=== Section Start ===

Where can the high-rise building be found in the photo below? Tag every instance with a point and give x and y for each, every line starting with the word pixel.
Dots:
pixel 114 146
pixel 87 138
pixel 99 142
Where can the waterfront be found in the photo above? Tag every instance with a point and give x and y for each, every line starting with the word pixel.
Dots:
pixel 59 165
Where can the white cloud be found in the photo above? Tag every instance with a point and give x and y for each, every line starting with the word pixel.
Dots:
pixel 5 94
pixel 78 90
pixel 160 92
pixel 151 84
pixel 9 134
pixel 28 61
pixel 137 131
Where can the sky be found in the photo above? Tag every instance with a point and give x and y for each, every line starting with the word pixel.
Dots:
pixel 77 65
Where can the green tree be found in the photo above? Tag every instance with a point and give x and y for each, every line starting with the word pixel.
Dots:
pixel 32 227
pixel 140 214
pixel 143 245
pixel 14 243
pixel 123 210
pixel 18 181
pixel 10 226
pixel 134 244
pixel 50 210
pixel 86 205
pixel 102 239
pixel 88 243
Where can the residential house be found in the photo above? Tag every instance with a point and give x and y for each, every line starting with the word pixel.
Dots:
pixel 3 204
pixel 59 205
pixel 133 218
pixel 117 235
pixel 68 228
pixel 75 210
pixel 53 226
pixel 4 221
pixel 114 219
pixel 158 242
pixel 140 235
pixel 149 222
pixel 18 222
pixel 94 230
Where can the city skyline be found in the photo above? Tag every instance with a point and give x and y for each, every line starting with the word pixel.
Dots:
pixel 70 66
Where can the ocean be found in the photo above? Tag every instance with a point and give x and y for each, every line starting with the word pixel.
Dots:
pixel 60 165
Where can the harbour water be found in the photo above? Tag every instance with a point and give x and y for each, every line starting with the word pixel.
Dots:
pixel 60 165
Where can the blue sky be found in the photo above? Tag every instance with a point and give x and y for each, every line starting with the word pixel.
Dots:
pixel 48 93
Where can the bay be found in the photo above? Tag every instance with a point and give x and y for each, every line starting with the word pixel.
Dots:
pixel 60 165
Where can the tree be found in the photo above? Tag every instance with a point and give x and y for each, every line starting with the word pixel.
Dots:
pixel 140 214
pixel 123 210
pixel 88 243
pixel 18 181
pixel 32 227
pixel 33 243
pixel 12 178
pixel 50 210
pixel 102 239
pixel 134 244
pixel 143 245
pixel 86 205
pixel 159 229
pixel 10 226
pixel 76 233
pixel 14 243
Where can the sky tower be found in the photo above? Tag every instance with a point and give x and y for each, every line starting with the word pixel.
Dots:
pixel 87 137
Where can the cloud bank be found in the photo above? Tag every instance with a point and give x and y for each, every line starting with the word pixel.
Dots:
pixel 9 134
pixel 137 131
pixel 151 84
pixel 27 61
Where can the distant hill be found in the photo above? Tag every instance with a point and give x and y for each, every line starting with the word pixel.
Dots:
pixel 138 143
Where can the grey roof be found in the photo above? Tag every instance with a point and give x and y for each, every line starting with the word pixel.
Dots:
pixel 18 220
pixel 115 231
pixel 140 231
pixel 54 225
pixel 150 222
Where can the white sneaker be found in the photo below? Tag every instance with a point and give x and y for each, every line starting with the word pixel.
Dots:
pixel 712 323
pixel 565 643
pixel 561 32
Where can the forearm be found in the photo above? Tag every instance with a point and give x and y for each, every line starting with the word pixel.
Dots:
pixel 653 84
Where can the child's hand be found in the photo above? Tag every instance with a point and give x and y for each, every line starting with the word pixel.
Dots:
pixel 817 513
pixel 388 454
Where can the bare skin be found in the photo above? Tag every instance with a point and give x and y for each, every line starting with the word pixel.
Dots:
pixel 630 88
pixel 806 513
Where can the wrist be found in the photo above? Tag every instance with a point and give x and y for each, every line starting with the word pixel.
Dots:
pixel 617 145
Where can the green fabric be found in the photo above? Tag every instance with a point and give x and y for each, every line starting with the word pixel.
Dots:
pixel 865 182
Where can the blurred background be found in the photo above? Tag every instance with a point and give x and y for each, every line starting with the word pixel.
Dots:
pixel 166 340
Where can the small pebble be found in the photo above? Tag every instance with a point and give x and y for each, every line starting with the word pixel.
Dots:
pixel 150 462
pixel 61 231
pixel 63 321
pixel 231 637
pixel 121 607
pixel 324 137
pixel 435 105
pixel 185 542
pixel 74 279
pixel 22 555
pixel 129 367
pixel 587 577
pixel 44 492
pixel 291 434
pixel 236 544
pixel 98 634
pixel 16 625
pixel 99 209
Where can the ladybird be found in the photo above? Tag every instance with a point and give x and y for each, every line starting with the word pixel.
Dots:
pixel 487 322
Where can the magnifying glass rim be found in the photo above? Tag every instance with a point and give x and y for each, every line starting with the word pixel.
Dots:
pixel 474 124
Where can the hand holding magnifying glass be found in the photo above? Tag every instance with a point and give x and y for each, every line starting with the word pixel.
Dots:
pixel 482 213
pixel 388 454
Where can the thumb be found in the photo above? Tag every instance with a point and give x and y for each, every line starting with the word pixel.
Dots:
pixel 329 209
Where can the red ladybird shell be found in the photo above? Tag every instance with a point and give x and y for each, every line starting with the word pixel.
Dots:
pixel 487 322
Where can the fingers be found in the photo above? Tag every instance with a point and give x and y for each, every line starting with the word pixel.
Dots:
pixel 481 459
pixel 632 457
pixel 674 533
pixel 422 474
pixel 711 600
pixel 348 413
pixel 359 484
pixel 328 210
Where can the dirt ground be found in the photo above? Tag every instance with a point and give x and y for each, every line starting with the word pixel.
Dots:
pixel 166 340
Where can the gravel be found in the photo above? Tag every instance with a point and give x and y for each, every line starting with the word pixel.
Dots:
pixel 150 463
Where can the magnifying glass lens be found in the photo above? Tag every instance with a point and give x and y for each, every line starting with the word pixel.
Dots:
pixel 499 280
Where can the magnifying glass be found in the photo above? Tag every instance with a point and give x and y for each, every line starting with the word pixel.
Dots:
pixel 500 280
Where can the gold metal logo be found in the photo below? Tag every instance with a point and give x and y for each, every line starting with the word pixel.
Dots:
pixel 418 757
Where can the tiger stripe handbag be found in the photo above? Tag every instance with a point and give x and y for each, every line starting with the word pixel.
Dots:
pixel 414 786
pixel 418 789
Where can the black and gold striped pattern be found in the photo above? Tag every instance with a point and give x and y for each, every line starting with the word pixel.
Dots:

=== Section End ===

WHAT YOU HAVE TO DO: Copy each line of the listing that contains "cloud".

EXPECTED ANSWER:
Where can the white cloud be found in the photo above? Tag every instance with a point and give x and y for each, every line starting with the word pixel.
Where can the cloud bank be found in the photo above? Tag every instance with a point and give x and y for each, every line starting with the word pixel.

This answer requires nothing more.